**Given exercise**
Quote the whole listing word for word. Do not include the pictures.

**Data listing**

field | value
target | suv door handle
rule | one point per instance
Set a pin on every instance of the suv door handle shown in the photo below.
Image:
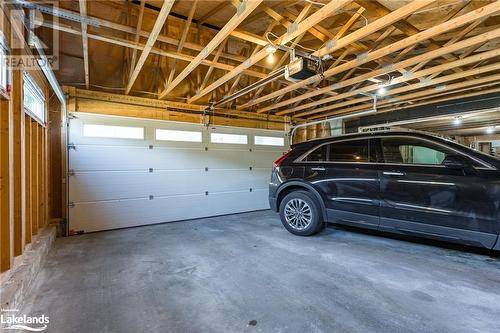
(394, 173)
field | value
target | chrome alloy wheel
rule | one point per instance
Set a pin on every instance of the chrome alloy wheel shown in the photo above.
(298, 214)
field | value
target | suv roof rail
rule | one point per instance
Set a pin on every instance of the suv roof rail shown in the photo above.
(382, 128)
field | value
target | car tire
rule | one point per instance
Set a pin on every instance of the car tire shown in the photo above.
(300, 214)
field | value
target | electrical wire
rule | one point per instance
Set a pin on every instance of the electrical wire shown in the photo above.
(111, 88)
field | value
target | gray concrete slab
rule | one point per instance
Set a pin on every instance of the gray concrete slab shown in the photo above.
(246, 273)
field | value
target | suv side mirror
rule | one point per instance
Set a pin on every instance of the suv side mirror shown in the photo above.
(457, 162)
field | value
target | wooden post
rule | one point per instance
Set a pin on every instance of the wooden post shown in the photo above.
(6, 187)
(27, 180)
(34, 178)
(19, 164)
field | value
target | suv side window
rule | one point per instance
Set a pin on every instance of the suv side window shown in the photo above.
(402, 150)
(349, 151)
(318, 155)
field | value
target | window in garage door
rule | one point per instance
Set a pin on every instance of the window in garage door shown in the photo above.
(228, 138)
(175, 135)
(107, 131)
(122, 182)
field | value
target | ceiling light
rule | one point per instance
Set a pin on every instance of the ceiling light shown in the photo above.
(457, 121)
(270, 58)
(271, 49)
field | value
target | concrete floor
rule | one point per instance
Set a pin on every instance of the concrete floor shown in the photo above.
(246, 273)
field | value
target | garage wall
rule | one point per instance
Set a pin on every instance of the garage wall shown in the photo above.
(117, 182)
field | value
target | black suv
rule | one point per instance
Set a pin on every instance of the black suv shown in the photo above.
(397, 181)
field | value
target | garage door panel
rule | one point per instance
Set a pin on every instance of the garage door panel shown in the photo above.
(95, 216)
(99, 186)
(118, 183)
(112, 158)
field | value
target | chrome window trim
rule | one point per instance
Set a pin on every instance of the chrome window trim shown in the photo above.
(485, 166)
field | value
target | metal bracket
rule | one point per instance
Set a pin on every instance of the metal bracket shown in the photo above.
(59, 13)
(357, 114)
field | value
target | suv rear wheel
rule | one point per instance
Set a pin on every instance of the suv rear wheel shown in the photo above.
(300, 214)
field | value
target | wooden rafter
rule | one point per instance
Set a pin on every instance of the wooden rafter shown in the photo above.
(164, 38)
(489, 80)
(411, 76)
(291, 34)
(411, 87)
(401, 44)
(138, 46)
(160, 21)
(85, 43)
(182, 40)
(137, 35)
(247, 8)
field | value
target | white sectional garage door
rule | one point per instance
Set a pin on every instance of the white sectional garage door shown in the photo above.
(121, 175)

**Answer to this problem**
field | value
target | suv door handle
rule | one point per instance
Set a pin on every instance of the suv door handle shown in the photo below.
Image:
(394, 173)
field | value
target | chrome alloy wheel
rule | one point per instance
Set a pin on every instance of the chrome alloy wheel shown in the photo above.
(298, 214)
field | value
target | suv roof rail
rule | one point per instance
Set a pin on every instance of the suv roof rail shown in the photo above.
(382, 128)
field | value
target | car tire
rule | one point per instance
Set a pin on every instance of the car tire shown in the photo above.
(300, 214)
field | value
target | electrical wire
rule | one point per instance
Set a pin on every instance of the electrical wire shown in the photo above.
(111, 88)
field | value
target | gray concrete slab
rule | one point per instance
Set a pin on every instance of the gray concrete slab shown in the photo above.
(246, 273)
field | value
target | suv side mirror
rule | one point per instance
Set a pin on every instance of the suv side mirror shown in the photo above.
(457, 162)
field | value
target | wooden post
rule | one point per instance
Set a pin on every instance of the wooden post shown in the photo above.
(6, 187)
(27, 180)
(34, 178)
(19, 164)
field | value
target | suv side window
rule | one point per instance
Set a pin on every instance of the suv side window shown in the photo above.
(402, 150)
(349, 151)
(318, 155)
field | value
target | window in garage door
rule | one point per instance
Set a pin on every instance of the window in garage door shown in the photo above.
(228, 138)
(175, 135)
(107, 131)
(122, 182)
field | value
target | ceiling light
rule | one point per instance
Set a pin on every instance of the ceiling light shown in the photo above.
(457, 121)
(270, 58)
(271, 49)
field | value
target | concrete floor
rule | one point per instance
Set a pin on every instance of the concrete floor shown in the photo above.
(246, 273)
field | value
target | garage wall
rule | one point per instance
Set a pin on every instance of the garage wall shown in the photo above.
(117, 182)
field | value
target | black suv
rule | one point per instance
Set a pin on every instance of the black suv shown in the photo above.
(397, 181)
field | value
target | garage door panel
rule | one point per instance
Set a pin on every instance of the garage door panel shown in the photo above.
(95, 216)
(99, 186)
(118, 183)
(112, 158)
field | value
target | chrome window trim
rule | one point per instance
Set a pin on every instance of the chrome window trim shown in the photo above.
(485, 166)
field | value
target | metal bracket
rule | one point per instance
Set a pin on every instance of the metal bracket shown in the photo above.
(59, 13)
(357, 114)
field | value
target | suv rear wheel
rule | one point per instance
Set a pin on every instance of the suv rear wheel shown in the photo above.
(300, 214)
field | value
target | wooden rafter
rule | one point per instance
Set a pin on every instance of the wooden rafter shown in the photo above.
(164, 38)
(489, 80)
(411, 76)
(291, 34)
(411, 87)
(401, 44)
(138, 46)
(160, 21)
(85, 43)
(182, 40)
(137, 35)
(247, 8)
field | value
target | white sectional garage door
rule | one point per instance
Set a pin on every instance of the white sectional garage door shown in the photo above.
(121, 175)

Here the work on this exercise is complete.